Exercise >>
Find every line in the data below that contains the string "wheel", and copy each one.

Provided data >>
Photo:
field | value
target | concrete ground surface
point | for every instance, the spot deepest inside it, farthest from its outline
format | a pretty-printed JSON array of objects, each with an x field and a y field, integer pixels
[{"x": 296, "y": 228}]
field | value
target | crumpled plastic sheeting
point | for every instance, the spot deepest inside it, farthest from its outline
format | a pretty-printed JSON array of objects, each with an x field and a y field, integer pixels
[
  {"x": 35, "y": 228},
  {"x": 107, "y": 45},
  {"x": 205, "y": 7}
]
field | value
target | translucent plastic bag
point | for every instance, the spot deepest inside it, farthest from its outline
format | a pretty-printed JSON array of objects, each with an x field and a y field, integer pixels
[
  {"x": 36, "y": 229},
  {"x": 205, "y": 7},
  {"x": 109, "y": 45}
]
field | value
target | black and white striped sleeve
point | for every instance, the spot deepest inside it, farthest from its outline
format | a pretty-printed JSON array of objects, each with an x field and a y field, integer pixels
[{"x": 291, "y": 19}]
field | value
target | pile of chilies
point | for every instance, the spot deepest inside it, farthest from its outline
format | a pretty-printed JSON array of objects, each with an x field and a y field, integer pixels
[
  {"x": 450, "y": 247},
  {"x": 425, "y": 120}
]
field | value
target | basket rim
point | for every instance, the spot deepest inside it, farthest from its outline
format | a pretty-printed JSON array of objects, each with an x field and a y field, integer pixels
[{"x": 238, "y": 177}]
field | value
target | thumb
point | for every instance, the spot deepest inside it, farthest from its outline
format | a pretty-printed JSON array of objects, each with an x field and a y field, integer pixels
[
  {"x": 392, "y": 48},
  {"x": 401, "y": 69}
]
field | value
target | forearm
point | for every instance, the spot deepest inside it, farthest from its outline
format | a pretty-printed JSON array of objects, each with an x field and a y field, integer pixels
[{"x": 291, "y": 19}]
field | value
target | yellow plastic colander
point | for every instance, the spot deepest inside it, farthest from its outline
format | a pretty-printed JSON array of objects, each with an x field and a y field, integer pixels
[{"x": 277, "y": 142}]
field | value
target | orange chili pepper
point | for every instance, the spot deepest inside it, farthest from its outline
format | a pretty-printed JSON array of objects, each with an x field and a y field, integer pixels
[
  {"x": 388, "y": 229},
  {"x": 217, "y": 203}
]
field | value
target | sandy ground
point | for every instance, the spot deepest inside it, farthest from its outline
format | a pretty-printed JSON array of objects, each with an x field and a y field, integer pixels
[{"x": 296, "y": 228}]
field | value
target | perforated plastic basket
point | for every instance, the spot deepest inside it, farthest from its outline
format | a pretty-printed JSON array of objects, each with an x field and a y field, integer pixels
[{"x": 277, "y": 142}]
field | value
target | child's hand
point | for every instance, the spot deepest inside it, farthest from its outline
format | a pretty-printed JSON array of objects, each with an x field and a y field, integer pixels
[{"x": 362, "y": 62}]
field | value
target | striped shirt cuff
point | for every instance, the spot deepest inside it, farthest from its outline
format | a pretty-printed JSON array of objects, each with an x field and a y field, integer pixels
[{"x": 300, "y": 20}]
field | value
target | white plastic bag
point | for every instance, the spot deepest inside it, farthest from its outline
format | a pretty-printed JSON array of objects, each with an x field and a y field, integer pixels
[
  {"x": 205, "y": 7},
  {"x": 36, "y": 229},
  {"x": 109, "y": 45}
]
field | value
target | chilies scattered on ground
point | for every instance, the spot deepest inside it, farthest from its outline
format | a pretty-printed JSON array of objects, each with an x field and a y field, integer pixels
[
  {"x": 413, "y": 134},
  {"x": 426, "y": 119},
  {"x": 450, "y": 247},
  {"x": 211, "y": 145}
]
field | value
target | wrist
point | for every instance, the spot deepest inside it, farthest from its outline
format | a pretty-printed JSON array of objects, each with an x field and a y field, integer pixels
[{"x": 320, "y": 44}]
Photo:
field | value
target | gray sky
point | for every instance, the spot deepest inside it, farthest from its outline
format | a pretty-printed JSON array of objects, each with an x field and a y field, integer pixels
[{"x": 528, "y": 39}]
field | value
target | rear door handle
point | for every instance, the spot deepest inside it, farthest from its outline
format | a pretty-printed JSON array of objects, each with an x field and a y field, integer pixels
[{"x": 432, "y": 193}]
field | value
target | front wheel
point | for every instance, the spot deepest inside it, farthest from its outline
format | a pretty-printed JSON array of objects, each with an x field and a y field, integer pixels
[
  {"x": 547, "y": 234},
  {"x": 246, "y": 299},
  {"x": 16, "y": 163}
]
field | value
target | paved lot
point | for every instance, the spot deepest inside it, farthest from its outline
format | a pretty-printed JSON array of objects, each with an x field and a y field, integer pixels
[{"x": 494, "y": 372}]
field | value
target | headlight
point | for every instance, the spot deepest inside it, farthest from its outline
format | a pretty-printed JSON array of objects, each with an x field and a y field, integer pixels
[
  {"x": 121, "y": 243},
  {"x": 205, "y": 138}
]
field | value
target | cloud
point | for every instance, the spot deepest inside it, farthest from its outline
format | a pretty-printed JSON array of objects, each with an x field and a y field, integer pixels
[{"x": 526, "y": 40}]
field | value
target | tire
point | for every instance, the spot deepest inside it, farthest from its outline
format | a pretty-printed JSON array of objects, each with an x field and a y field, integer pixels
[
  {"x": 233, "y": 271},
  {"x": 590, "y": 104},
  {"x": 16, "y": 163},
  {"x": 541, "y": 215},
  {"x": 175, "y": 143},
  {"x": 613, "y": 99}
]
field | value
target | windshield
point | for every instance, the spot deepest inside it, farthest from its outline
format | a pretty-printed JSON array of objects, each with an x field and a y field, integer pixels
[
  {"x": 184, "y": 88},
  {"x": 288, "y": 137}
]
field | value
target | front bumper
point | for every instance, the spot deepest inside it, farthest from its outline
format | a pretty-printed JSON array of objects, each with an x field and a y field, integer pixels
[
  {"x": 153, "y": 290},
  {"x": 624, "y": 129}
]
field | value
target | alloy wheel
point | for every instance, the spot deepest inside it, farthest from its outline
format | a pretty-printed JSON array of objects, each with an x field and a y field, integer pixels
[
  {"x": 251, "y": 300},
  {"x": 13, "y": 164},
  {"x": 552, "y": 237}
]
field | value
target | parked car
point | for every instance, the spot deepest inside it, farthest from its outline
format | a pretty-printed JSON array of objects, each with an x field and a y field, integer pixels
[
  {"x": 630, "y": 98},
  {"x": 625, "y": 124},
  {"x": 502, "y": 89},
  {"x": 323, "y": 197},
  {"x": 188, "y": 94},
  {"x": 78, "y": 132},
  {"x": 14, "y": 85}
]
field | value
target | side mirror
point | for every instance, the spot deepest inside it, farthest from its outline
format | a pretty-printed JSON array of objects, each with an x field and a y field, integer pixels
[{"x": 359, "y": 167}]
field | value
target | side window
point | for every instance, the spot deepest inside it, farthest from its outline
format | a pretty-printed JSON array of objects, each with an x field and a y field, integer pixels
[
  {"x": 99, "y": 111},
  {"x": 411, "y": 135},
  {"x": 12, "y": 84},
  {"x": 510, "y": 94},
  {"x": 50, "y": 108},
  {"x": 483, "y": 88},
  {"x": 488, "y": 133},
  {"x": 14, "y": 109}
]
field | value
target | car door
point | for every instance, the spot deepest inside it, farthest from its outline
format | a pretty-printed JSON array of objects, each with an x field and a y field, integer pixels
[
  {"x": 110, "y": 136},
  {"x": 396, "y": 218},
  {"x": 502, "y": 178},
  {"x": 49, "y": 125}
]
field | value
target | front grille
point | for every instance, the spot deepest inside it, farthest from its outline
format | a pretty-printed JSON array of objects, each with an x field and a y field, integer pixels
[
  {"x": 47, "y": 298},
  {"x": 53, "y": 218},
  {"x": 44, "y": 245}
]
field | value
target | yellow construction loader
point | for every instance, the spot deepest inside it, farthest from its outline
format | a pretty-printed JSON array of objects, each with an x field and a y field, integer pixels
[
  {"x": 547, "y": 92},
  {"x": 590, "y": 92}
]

Answer to the exercise >>
target | front wheel
target | alloy wheel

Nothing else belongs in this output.